“To well-born souls, value does not await the number of years !” Corneille’s famous words seem to fit perfectly with the portrait of Adrian Cheng, the new CEO of New World Development (NWD).
Henry Cheng Kar-shun’s son continues to live in a true pioneering spirit – the family runs an empire with total assets under management of $ 76 billion as of December 31, 2019. From the introduction of the Cannes Film Festival in Hong Kong at the helm of the prestigious Hôtel de Crillon, Adrian combines business and art in an original way. The young entrepreneur, for example, launched the innovative concept of museum-commerce by installing works of art in shopping centers – but always with a French touch. His contribution to France has also been rewarded by the government with the Order of Arts and Letters.
From the top of the K11ARTUS building, the 360-degree view is majestic.
Philippe Branche: What was your response to the COVID-19 emergency?

> The data
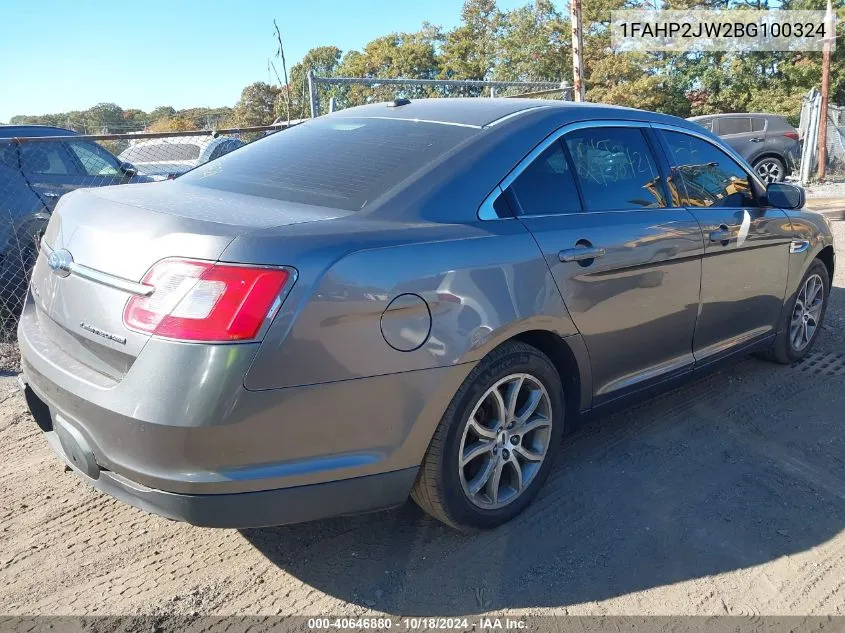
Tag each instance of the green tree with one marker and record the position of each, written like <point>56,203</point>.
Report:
<point>534,44</point>
<point>257,105</point>
<point>469,50</point>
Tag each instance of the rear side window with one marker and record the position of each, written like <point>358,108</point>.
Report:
<point>337,162</point>
<point>710,177</point>
<point>547,185</point>
<point>734,125</point>
<point>615,169</point>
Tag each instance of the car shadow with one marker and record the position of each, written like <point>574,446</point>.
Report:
<point>738,468</point>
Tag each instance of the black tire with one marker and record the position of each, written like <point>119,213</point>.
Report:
<point>774,167</point>
<point>783,351</point>
<point>438,489</point>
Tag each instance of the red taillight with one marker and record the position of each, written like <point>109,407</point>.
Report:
<point>201,301</point>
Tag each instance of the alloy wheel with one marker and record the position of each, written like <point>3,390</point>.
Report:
<point>505,441</point>
<point>807,313</point>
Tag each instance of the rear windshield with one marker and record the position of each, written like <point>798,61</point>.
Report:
<point>342,163</point>
<point>161,152</point>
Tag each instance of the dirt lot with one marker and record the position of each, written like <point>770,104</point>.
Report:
<point>726,496</point>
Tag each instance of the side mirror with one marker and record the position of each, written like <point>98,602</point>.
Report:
<point>785,195</point>
<point>129,169</point>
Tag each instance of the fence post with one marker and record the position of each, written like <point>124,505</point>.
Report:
<point>312,94</point>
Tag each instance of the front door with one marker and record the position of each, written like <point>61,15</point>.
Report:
<point>627,264</point>
<point>50,170</point>
<point>746,247</point>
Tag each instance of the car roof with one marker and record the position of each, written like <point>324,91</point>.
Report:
<point>11,131</point>
<point>487,112</point>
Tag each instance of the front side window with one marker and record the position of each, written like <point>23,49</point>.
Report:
<point>615,169</point>
<point>95,162</point>
<point>547,187</point>
<point>710,177</point>
<point>161,152</point>
<point>48,158</point>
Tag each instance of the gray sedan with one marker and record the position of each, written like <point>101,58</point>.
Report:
<point>403,299</point>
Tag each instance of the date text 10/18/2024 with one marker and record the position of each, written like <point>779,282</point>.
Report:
<point>483,623</point>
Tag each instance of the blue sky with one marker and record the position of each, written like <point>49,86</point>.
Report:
<point>60,55</point>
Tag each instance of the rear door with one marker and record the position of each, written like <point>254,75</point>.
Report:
<point>746,246</point>
<point>627,262</point>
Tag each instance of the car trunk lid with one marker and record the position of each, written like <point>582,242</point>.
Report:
<point>114,235</point>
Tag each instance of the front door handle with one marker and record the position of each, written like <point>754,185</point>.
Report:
<point>723,235</point>
<point>581,254</point>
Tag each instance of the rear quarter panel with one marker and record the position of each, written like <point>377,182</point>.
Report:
<point>481,283</point>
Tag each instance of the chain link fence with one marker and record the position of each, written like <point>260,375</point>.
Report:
<point>38,165</point>
<point>326,94</point>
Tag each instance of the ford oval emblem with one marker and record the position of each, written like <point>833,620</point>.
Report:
<point>60,262</point>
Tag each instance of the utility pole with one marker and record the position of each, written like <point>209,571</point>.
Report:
<point>829,26</point>
<point>577,49</point>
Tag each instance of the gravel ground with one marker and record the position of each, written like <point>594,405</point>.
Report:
<point>726,496</point>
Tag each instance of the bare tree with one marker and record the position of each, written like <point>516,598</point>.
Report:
<point>280,53</point>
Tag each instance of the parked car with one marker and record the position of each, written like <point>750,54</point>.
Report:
<point>171,156</point>
<point>413,298</point>
<point>767,141</point>
<point>33,176</point>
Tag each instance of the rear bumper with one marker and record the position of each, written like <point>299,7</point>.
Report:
<point>237,510</point>
<point>256,509</point>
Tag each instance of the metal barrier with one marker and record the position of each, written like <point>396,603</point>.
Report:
<point>835,142</point>
<point>35,171</point>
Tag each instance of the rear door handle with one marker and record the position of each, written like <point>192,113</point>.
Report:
<point>581,254</point>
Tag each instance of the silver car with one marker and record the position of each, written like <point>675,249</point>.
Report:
<point>413,298</point>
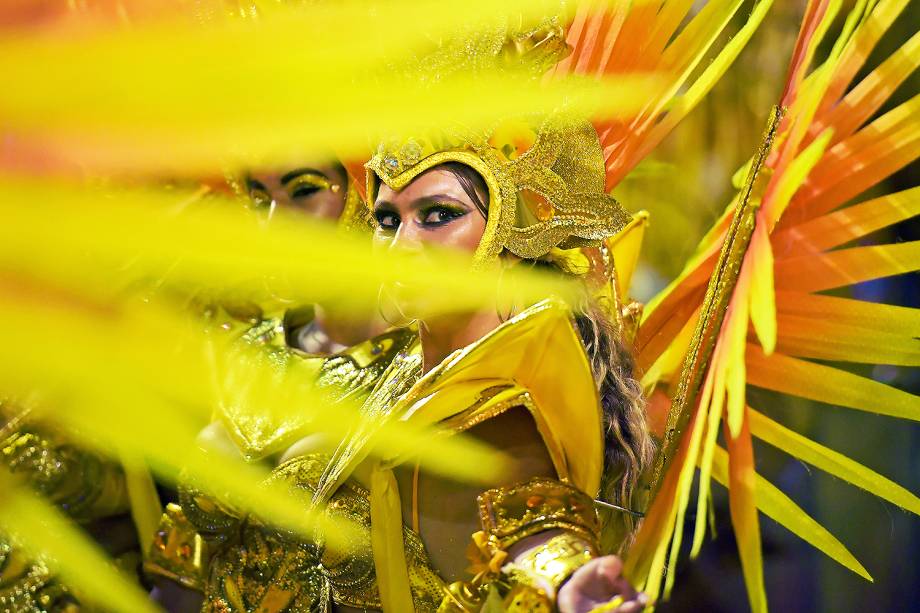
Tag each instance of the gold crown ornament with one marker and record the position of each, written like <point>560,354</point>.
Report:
<point>546,184</point>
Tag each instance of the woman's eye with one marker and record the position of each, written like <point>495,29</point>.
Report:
<point>387,220</point>
<point>260,198</point>
<point>439,215</point>
<point>304,190</point>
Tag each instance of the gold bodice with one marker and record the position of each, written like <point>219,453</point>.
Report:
<point>264,569</point>
<point>535,361</point>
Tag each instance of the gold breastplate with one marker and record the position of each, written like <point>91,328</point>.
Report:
<point>264,569</point>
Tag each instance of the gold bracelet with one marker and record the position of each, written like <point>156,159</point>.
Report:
<point>178,552</point>
<point>511,514</point>
<point>546,567</point>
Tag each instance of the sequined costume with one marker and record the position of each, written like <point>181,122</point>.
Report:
<point>87,487</point>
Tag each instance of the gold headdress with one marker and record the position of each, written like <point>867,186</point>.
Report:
<point>546,185</point>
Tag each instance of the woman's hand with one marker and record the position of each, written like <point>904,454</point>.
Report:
<point>597,583</point>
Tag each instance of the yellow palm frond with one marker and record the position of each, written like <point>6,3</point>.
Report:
<point>830,147</point>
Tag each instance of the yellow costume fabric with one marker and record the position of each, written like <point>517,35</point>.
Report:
<point>516,365</point>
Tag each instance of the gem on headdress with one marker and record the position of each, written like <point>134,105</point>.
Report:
<point>541,208</point>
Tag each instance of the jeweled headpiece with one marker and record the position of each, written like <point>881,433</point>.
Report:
<point>545,176</point>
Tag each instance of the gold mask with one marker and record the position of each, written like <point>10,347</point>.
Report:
<point>546,185</point>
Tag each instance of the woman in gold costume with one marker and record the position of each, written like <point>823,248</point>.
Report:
<point>549,383</point>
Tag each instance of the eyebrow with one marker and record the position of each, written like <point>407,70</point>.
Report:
<point>423,201</point>
<point>290,176</point>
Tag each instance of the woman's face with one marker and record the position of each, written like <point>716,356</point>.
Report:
<point>316,192</point>
<point>432,210</point>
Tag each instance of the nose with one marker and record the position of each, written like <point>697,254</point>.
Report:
<point>407,239</point>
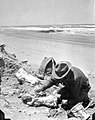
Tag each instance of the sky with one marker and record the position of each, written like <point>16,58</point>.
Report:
<point>45,12</point>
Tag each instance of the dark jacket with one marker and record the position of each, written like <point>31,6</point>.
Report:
<point>75,82</point>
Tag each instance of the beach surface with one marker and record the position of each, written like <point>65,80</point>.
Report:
<point>34,46</point>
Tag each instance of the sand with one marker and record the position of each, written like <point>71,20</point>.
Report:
<point>34,46</point>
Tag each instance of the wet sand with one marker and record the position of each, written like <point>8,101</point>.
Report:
<point>34,46</point>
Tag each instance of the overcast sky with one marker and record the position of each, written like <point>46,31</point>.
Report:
<point>37,12</point>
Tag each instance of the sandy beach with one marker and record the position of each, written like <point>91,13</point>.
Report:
<point>34,46</point>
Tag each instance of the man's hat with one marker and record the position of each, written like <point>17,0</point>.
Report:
<point>61,69</point>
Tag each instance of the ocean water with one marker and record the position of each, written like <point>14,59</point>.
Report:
<point>75,44</point>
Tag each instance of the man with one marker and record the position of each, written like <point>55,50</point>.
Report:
<point>45,68</point>
<point>76,84</point>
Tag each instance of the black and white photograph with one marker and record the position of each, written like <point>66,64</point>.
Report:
<point>47,59</point>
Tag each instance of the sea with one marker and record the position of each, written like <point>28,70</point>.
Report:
<point>73,42</point>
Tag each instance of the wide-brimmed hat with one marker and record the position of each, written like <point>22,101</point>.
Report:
<point>61,69</point>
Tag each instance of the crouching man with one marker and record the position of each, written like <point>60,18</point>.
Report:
<point>76,84</point>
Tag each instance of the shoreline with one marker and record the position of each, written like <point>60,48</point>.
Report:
<point>34,50</point>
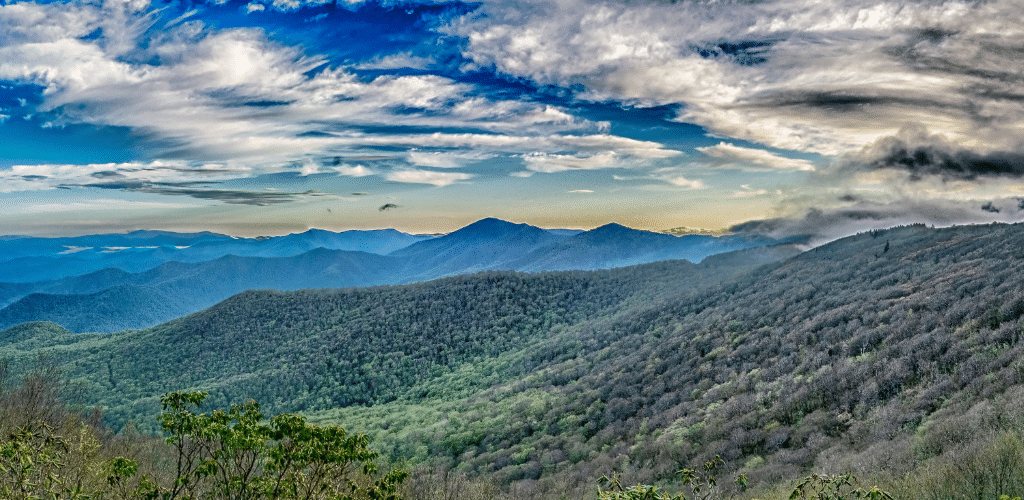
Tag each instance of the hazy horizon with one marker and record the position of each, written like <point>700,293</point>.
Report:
<point>268,117</point>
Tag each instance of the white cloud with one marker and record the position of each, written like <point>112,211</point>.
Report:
<point>542,162</point>
<point>427,177</point>
<point>236,95</point>
<point>396,61</point>
<point>732,154</point>
<point>828,78</point>
<point>99,204</point>
<point>685,182</point>
<point>444,160</point>
<point>49,176</point>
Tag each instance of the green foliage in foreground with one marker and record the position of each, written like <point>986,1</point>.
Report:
<point>224,455</point>
<point>236,455</point>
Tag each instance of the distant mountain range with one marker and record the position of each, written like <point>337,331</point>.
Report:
<point>896,352</point>
<point>156,277</point>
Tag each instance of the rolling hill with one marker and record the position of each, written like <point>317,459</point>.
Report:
<point>893,353</point>
<point>174,289</point>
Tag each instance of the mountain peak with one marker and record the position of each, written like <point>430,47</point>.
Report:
<point>491,225</point>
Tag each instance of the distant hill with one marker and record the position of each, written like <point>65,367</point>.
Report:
<point>397,338</point>
<point>173,289</point>
<point>36,259</point>
<point>895,355</point>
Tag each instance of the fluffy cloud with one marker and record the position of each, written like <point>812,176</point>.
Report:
<point>744,157</point>
<point>807,76</point>
<point>427,177</point>
<point>236,95</point>
<point>821,225</point>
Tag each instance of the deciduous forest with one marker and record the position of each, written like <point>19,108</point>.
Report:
<point>885,363</point>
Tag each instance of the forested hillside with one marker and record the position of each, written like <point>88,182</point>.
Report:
<point>316,349</point>
<point>113,299</point>
<point>895,355</point>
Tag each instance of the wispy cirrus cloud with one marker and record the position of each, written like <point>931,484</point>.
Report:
<point>732,155</point>
<point>814,77</point>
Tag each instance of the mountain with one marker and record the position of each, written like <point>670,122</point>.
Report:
<point>616,246</point>
<point>177,288</point>
<point>408,335</point>
<point>890,353</point>
<point>894,355</point>
<point>486,244</point>
<point>119,300</point>
<point>37,259</point>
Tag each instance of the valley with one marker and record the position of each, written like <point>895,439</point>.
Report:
<point>894,355</point>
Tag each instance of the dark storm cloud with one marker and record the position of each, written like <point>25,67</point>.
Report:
<point>822,224</point>
<point>921,155</point>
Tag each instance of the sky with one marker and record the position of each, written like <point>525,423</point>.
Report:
<point>268,117</point>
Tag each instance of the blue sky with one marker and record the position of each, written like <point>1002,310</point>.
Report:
<point>267,117</point>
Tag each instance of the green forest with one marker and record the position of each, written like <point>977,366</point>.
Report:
<point>887,363</point>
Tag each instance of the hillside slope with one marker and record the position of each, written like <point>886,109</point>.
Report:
<point>891,353</point>
<point>174,289</point>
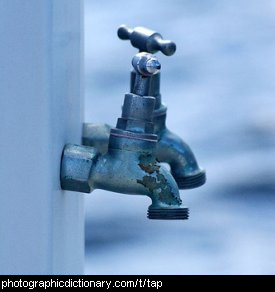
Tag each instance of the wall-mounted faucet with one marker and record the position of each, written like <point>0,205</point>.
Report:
<point>170,148</point>
<point>128,164</point>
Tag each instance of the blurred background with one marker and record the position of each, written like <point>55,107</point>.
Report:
<point>219,87</point>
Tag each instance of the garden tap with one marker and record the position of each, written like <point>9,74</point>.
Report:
<point>128,164</point>
<point>170,147</point>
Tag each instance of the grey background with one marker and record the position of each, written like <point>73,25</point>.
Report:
<point>219,87</point>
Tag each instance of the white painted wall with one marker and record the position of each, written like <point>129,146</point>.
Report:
<point>41,227</point>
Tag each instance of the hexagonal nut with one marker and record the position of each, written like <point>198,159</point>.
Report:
<point>76,166</point>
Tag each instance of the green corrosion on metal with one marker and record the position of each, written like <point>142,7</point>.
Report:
<point>157,184</point>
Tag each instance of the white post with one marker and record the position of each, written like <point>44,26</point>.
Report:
<point>41,227</point>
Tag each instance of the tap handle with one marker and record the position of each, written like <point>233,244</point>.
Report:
<point>146,40</point>
<point>146,64</point>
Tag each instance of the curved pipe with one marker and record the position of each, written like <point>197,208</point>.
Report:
<point>184,167</point>
<point>170,149</point>
<point>83,169</point>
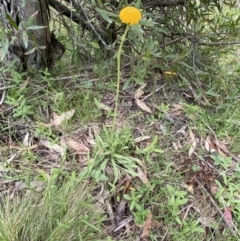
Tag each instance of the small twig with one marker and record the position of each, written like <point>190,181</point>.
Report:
<point>147,96</point>
<point>123,223</point>
<point>3,97</point>
<point>164,236</point>
<point>218,43</point>
<point>233,229</point>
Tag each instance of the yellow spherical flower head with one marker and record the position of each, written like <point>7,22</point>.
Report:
<point>130,15</point>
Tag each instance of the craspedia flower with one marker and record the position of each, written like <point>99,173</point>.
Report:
<point>130,15</point>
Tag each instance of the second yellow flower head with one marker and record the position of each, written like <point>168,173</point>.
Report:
<point>130,15</point>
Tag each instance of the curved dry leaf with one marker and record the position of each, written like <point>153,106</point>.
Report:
<point>142,175</point>
<point>55,147</point>
<point>193,144</point>
<point>77,146</point>
<point>143,106</point>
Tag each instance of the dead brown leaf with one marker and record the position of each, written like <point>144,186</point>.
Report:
<point>59,119</point>
<point>142,175</point>
<point>104,107</point>
<point>77,146</point>
<point>193,143</point>
<point>55,147</point>
<point>177,109</point>
<point>222,146</point>
<point>143,106</point>
<point>141,138</point>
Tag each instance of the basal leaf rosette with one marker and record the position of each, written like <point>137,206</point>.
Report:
<point>130,15</point>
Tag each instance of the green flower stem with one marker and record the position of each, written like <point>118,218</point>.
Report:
<point>119,74</point>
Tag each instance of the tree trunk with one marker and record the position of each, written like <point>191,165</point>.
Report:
<point>31,49</point>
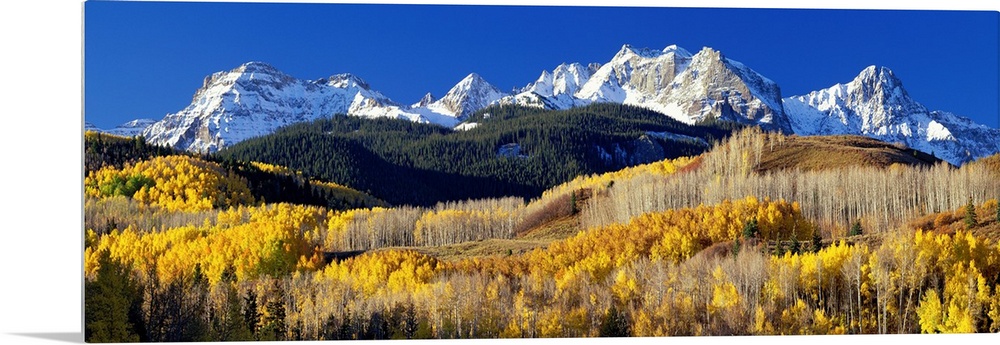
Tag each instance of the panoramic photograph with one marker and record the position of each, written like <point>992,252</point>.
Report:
<point>294,171</point>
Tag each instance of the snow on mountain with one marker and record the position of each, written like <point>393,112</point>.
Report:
<point>424,101</point>
<point>470,94</point>
<point>689,88</point>
<point>554,90</point>
<point>876,105</point>
<point>255,99</point>
<point>131,128</point>
<point>128,129</point>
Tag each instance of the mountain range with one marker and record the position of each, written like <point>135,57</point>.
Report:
<point>255,99</point>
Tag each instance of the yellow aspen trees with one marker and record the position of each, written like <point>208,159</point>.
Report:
<point>171,182</point>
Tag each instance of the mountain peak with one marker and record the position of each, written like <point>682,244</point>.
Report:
<point>424,101</point>
<point>878,75</point>
<point>470,94</point>
<point>673,48</point>
<point>628,50</point>
<point>256,67</point>
<point>346,80</point>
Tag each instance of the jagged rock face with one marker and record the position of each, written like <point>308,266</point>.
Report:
<point>470,94</point>
<point>255,99</point>
<point>689,88</point>
<point>553,90</point>
<point>876,105</point>
<point>424,101</point>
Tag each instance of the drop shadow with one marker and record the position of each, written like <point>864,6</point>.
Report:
<point>67,337</point>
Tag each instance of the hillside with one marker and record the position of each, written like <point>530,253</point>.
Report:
<point>839,151</point>
<point>507,151</point>
<point>724,242</point>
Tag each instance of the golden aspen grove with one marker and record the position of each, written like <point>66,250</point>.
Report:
<point>743,239</point>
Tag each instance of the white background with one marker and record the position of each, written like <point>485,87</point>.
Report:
<point>41,97</point>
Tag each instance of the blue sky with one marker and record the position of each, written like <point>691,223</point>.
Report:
<point>144,60</point>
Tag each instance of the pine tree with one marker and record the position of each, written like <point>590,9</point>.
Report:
<point>970,214</point>
<point>856,228</point>
<point>112,305</point>
<point>615,324</point>
<point>750,229</point>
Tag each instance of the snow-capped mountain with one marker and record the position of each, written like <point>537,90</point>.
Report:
<point>689,88</point>
<point>554,90</point>
<point>470,94</point>
<point>128,129</point>
<point>876,105</point>
<point>255,99</point>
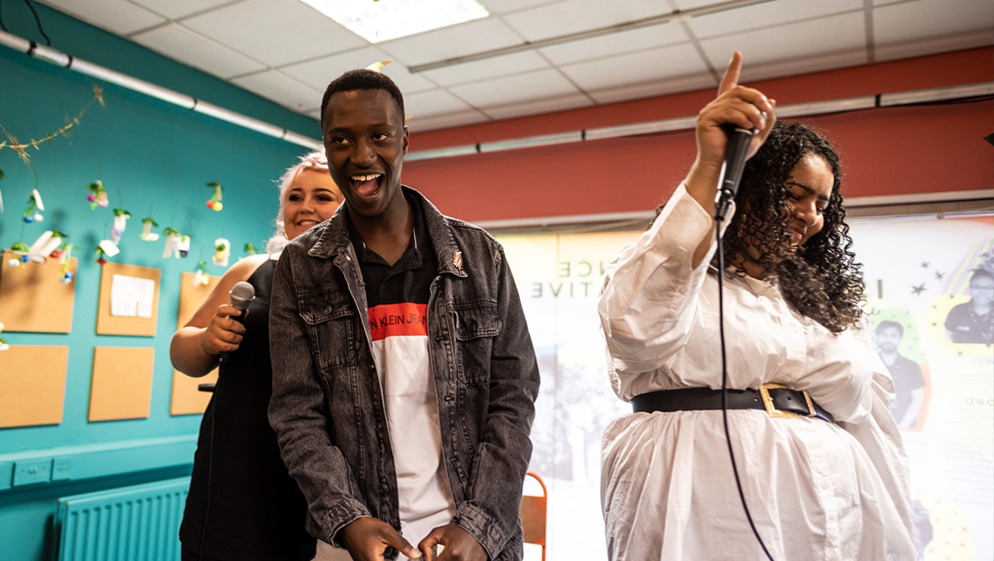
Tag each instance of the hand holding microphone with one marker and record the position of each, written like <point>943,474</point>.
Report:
<point>730,130</point>
<point>224,331</point>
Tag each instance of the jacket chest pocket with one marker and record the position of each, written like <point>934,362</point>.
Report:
<point>331,322</point>
<point>477,326</point>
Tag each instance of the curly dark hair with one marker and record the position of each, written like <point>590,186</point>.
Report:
<point>821,278</point>
<point>362,79</point>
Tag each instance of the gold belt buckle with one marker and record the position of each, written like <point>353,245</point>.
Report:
<point>771,409</point>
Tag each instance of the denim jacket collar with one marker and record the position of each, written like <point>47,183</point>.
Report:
<point>334,241</point>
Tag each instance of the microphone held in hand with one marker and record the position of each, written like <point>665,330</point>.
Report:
<point>241,296</point>
<point>731,171</point>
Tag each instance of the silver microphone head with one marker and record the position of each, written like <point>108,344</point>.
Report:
<point>242,295</point>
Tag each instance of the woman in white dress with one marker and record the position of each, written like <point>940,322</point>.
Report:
<point>828,483</point>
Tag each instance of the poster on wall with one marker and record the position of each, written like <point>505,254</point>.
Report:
<point>930,292</point>
<point>925,299</point>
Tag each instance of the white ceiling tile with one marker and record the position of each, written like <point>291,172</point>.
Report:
<point>684,5</point>
<point>923,47</point>
<point>633,68</point>
<point>276,32</point>
<point>319,72</point>
<point>919,19</point>
<point>574,16</point>
<point>528,86</point>
<point>803,65</point>
<point>443,121</point>
<point>616,43</point>
<point>487,68</point>
<point>655,88</point>
<point>180,43</point>
<point>767,15</point>
<point>464,39</point>
<point>843,34</point>
<point>435,102</point>
<point>117,16</point>
<point>286,91</point>
<point>510,111</point>
<point>176,9</point>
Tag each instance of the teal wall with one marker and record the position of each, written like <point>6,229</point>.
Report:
<point>149,154</point>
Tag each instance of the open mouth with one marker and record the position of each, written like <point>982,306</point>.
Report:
<point>366,185</point>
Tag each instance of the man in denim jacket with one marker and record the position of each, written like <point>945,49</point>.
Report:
<point>354,436</point>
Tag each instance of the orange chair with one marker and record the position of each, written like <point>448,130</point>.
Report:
<point>533,513</point>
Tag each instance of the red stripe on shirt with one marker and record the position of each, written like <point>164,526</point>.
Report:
<point>398,320</point>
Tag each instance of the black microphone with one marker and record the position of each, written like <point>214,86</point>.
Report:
<point>731,170</point>
<point>240,296</point>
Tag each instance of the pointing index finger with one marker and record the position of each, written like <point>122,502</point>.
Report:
<point>731,77</point>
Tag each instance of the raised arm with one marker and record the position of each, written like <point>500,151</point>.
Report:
<point>651,288</point>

> Assignment
Rewrite the part of the Adrian Cheng profile that begins at "Henry Cheng Kar-shun’s" and stops after "view is majestic.", changing "museum-commerce" to "art-retail".

> Solution for this problem
Henry Cheng Kar-shun’s son continues to live in a true pioneering spirit – the family runs an empire with total assets under management of $ 76 billion as of December 31, 2019. From the introduction of the Cannes Film Festival in Hong Kong at the helm of the prestigious Hôtel de Crillon, Adrian combines business and art in an original way. The young entrepreneur, for example, launched the innovative concept of art-retail by installing works of art in shopping centers – but always with a French touch. His contribution to France has also been rewarded by the government with the Order of Arts and Letters.
From the top of the K11ARTUS building, the 360-degree view is majestic.